__Text passage__.

In this procedure, it is crucial to ensure the window size δ is not too small since an extremely small window will cause the local normalization factor to be dominated by the intensity of the fragment itself (or other fragments of the same peptide). On the other hand, a large δ will lead to an equivalent outcome to the TIS normalization. In a typical 2–3 hour chromatography gradient, our recommended choice of δ is between 10 and 30 minutes in proteomics applications (experiments with ≥2 hour gradient); the exact value can be decided based on the visualization of total ion chromatograms of all samples on the same panel. The range of 10 to 30 minutes empirically resulted in similar and stable normalization in the datasets we have analyzed so far.

Once the data are normalized, we apply log2 transform to the resulting fragment intensity data and center the log2 intensities for each fragment by the median value across samples. The median centering is performed differently depending on the experimental design (Figure 1A): for each fragment, we compute the median across all the samples for the independent sample design, whereas we compute it within each biological replicate for the replicate design. The reason for computing the median for each biological replicate in the replicate design is as follows: the basal protein abundance is the same within each biological replicate, but not between replicates. The median value(s), computed for each fragment according to the corresponding experimental design, is subtracted from respective fragments. See the experimental design section below for the details of independent sample design and replicate design.

Step 2: Fragment filtering and selection

In the next preprocessing step (Step 2), mapDIA performs a three-tiered fragment filtering and selection procedure (Figure 1A). Exclusion of noisy or irreproducible fragments is critical for statistical analysis because data extraction is typically performed in one sample at a time and thus not all fragments are detected and measured consistently across different samples.

(Step 2a) The first filter detects outlier fragment intensity data (Step 1a). We define outlier fragment intensity as a fragment log2 intensity data substantially deviating from the average median-centered log2 intensity of all other fragments within the same protein. To find these observations, we apply row-wise median centering to the log2 intensity data for all fragments in each protein, compute sample standard deviation of the fragments in each sample, and tag an observation as outlier if its intensity is outside a certain bound (default ±2sd) in the sample. Note that this step removes the fragment intensity data in each sample, not across all samples at once.

(Step 2b) The second filter searches for the most reliable fragments based on the median cross-fragment correlation of quantitative data. Suppose that protein p contains Fp fragments. We first compute the correlation matrix (Fp × Fp) between all pairs of fragments, where the entry in the row a and column b is the Pearson correlation between fragment a (ya) and fragment b (yb). We denote the median correlation of a fragment f by mfp, where the median is taken over the correlations with all other fragments (excluding the self correlation). This median correlation will serve as the consistency score for the given fragment within the parent protein. After score calculation, the fragments with mfp<m are removed by the user specified threshold m*. As a result of this filter, the fragments that are correlated with the majority of other fragments in each protein will be retained. In addition, the user can specify the maximum number of fragments per peptide (K) to keep the number of available fragments balanced for different peptides, where the top K fragments are selected based on average cross-fragment correlation within each peptide. See examples and guidelines for choosing the optimal parameters in the software user manual.

__What to work on__.
(a) List the actions the mapDIA passage says the first filter (Step 2a) carries out to find outlier fragment intensity data.
(b) Turn the mapDIA passage's paragraph beginning "Once the data are normalized" into a short bulleted list that keeps its main facts.
(c) According to the mapDIA passage, what window size δ is recommended for a typical 2–3 hour chromatography gradient?
The records are not needed to complete any of these tasks.

__Excerpted data__.
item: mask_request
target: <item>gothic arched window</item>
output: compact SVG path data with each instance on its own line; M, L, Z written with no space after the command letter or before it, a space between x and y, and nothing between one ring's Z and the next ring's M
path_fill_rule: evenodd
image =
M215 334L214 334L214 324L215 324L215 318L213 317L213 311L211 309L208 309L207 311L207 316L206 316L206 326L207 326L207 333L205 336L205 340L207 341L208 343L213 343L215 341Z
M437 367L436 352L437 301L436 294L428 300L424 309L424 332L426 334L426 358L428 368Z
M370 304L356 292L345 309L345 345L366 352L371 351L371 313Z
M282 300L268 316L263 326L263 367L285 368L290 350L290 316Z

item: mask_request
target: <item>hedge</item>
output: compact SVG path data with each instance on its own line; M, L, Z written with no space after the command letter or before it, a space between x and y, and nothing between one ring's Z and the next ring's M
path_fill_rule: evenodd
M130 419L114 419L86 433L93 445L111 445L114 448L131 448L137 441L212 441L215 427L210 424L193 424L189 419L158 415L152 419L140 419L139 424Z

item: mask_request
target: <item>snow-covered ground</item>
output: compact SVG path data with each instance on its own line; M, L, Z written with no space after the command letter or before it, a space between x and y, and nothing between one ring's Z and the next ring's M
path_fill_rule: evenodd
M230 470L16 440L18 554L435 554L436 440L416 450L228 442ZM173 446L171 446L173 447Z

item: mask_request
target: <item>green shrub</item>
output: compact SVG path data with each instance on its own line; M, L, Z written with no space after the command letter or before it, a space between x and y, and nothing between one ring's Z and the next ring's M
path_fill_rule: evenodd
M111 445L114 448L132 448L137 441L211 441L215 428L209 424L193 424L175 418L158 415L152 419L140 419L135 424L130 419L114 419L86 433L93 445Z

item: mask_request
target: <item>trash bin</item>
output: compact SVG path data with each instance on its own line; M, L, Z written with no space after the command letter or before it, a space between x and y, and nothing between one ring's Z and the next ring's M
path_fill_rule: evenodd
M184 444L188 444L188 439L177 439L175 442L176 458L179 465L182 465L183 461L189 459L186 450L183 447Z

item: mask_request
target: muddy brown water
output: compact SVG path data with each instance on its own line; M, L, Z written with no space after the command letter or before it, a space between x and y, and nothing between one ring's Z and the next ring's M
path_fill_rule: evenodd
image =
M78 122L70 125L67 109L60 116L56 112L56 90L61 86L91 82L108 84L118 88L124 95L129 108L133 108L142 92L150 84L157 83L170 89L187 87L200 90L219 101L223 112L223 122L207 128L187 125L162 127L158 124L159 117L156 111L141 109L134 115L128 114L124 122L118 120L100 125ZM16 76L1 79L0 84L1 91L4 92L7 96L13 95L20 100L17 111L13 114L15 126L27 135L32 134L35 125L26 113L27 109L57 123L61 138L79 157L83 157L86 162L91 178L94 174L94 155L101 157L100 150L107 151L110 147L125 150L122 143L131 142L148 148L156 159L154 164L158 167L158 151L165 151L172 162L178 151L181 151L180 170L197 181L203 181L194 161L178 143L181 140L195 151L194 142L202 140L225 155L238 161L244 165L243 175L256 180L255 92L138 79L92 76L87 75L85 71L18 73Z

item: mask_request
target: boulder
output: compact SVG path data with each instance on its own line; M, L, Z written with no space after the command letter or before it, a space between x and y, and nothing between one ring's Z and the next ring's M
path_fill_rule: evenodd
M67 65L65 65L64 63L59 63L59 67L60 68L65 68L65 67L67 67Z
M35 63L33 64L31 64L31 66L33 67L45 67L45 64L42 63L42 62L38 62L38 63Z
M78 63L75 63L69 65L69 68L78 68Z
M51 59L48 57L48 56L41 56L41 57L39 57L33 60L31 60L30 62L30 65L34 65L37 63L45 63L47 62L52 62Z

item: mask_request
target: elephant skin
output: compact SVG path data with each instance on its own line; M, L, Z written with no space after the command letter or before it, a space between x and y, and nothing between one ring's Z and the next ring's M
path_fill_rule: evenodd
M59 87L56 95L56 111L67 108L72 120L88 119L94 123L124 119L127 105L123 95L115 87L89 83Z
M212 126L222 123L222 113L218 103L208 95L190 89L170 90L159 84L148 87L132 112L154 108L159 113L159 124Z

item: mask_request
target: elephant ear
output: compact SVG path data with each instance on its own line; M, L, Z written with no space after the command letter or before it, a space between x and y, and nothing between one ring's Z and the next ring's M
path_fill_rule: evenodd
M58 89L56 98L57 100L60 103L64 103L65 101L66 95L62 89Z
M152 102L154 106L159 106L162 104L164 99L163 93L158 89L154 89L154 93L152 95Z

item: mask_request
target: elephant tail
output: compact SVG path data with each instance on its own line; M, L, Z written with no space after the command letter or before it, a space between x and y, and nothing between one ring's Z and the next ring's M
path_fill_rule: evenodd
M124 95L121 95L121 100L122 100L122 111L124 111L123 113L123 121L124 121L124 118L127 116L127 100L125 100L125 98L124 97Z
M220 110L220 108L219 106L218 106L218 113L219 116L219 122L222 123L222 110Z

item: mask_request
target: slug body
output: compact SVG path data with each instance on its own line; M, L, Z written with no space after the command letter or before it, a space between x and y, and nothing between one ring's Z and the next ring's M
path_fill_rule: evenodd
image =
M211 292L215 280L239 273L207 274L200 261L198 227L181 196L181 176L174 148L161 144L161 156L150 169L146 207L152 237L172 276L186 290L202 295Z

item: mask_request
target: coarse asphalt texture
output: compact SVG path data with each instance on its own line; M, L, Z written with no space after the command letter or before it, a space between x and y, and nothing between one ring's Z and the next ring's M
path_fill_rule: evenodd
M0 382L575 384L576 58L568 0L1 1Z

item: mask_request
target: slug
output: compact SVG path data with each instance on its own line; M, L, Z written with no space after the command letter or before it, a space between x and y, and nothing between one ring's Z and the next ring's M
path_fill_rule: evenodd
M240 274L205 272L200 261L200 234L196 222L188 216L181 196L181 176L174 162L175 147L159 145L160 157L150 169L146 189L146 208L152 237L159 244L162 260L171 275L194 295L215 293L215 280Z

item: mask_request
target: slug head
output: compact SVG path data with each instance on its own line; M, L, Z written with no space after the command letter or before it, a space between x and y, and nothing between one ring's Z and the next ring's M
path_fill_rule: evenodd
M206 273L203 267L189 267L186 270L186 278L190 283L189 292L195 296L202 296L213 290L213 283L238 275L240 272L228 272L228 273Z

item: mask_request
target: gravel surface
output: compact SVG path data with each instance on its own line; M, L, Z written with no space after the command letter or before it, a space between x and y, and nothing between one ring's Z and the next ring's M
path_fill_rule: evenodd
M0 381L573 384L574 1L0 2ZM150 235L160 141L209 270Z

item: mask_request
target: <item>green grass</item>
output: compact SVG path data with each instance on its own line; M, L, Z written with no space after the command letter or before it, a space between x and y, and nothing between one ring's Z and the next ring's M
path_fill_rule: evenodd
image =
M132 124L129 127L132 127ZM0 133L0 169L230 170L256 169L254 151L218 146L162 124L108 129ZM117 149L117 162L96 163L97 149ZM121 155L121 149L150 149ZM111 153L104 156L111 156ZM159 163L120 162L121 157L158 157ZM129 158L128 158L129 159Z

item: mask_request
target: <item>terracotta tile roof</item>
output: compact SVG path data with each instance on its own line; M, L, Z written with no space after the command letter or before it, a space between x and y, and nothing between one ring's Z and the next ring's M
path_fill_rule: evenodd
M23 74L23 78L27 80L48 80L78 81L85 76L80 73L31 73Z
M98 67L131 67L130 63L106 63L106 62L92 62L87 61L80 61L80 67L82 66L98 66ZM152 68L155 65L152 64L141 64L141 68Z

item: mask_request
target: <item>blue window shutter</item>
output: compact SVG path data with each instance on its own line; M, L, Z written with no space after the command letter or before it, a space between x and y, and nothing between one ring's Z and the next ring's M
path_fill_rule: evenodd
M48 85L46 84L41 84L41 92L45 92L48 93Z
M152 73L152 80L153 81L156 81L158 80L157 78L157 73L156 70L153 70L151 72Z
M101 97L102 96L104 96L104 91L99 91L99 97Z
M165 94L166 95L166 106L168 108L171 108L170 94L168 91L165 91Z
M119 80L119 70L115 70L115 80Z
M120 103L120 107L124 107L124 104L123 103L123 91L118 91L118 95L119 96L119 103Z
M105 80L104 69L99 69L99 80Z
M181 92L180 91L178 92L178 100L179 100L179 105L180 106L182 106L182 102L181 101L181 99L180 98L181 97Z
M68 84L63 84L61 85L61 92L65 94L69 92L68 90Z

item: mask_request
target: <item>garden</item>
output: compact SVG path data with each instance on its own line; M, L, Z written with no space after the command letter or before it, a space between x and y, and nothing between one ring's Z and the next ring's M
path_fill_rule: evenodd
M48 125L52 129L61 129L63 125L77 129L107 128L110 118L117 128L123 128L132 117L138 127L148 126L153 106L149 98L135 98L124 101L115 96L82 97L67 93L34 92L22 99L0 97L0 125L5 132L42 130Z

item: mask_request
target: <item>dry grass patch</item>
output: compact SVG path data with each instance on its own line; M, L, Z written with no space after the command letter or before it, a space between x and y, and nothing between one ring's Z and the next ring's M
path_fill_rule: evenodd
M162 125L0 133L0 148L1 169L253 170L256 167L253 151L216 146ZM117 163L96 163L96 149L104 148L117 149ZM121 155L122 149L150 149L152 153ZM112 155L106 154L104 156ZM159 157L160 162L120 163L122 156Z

__Task responses__.
(a)
- Apply row-wise median centering to the log2 intensity data for all fragments in each protein.
- Compute the sample standard deviation of the fragments in each sample.
- Tag an observation as an outlier if its intensity is outside a certain bound (default ±2sd) in the sample.

(b)
- Apply a log2 transform to the normalized fragment intensity data.
- Center each fragment's log2 intensities by its median value across samples.
- Independent sample design: compute the median across all samples.
- Replicate design: compute the median within each biological replicate, because basal protein abundance is the same within a biological replicate but not between replicates.
- Subtract the computed median value(s) from the respective fragments.

(c) Between 10 and 30 minutes.